_TEXT SHOWN_.
*-*-*

Reference signatures, edge cases, and lookup tables.

Input parameters

Field

Type

Required

Default

Description

value

number

The amount to convert

from

string

Source unit (e.g. 'tokens', 'GB', 'rem')

to

string

Target unit

category

'data' | 'tokens' | 'css' | 'time' | 'frequency'

Conversion category

tokenModel

'gpt-4' | 'gpt-4o' | 'claude-sonnet' | 'claude-opus' | 'llama-3' | 'gemini'

for tokens category

Tokenizer ratio model

baseFontSize

number

for CSS px↔rem

16

Root font size in px

viewportWidth

number

for vw

Viewport width in px

viewportHeight

number

for vh

Viewport height in px

binaryBase

'iec' | 'si'

for data

'si'

1024-based (IEC: KiB/MiB) vs 1000-based (SI: KB/MB)

Output shape

{
  result:    number;
  formatted: string;     // '1.44 GB' or '≈ 1,125 words'
  formula:   string;     // human-readable derivation
  note?:     string;     // disclaimers when the conversion is approximate
}

LLM tokenizer ratios (words per token)

Model

Ratio

Source

gpt-4

0.75

OpenAI's published estimate (1000 tokens ≈ 750 words English)

gpt-4o

0.77

Updated tokenizer (BPE with larger vocabulary)

claude-sonnet

0.68

Anthropic's character-per-token average for English

claude-opus

0.68

Same tokenizer family as Sonnet

llama-3

0.72

SentencePiece, Meta's published average

gemini

0.73

Google's documented estimate

Supported units by category

  • data: bytes, KB/KiB, MB/MiB, GB/GiB, TB/TiB, PB/PiB
  • tokens: tokens, characters, words, pages (1 page = 500 words)
  • css: px, rem, em, vh, vw, %, pt, ch
  • time: ms, seconds, minutes, hours, days
  • frequency: Hz, kHz, MHz, GHz, rpm

Error codes

Code

When it fires

Recovery

INPUT_EMPTY

value is 0 or missing

Provide a non-zero value

INPUT_INVALID_TYPE

from or to unit not in the category

Use a unit from the category's supported set

UNSUPPORTED_FORMAT

category value outside supported set

Use one of the five documented categories

When NOT to use this tool

For exact LLM token counts on a specific input, use the model's actual tokenizer (tiktoken for OpenAI, count_tokens in Anthropic SDK). This tool's per-model ratios are approximations calibrated to English prose; code and non-English text tokenise differently.

*-*-*

_SUPPLIED RECORDS_.
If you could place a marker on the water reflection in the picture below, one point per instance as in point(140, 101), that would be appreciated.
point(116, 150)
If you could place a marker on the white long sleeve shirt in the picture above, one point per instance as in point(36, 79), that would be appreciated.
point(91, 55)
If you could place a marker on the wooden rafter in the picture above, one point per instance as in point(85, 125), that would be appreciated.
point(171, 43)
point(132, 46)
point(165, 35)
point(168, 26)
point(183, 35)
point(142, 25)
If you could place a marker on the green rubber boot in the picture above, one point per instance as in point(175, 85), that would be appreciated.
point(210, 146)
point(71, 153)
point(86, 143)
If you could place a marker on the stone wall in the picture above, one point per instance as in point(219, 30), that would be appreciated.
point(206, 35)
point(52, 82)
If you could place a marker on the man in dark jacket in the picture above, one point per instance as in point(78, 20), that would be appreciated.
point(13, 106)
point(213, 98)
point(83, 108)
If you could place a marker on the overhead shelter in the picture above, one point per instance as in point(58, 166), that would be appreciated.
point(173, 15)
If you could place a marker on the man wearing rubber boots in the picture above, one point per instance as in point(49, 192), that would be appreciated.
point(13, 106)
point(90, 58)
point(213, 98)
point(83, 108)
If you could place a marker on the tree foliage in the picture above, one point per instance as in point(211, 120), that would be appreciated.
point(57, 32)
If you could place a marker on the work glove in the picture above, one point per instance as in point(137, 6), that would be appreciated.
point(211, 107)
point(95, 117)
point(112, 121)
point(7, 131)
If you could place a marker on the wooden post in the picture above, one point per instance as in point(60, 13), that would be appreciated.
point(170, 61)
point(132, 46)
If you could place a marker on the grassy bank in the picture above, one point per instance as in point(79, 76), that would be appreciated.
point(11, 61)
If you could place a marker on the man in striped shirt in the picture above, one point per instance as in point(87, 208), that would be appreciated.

*-*-*

_TASKS TO COMPLETE_.
A. Retype the stretch of the unit conversion reference from "Use one of the" through "text tokenise differently.".
B. According to the unit conversion reference, how many words make up one page in the tokens category?

_ANSWERS FOR THE EXERCISE_.
A.
Use one of the five documented categories

When NOT to use this tool

For exact LLM token counts on a specific input, use the model's actual tokenizer (tiktoken for OpenAI, count_tokens in Anthropic SDK). This tool's per-model ratios are approximations calibrated to English prose; code and non-English text tokenise differently.

B. One page equals 500 words.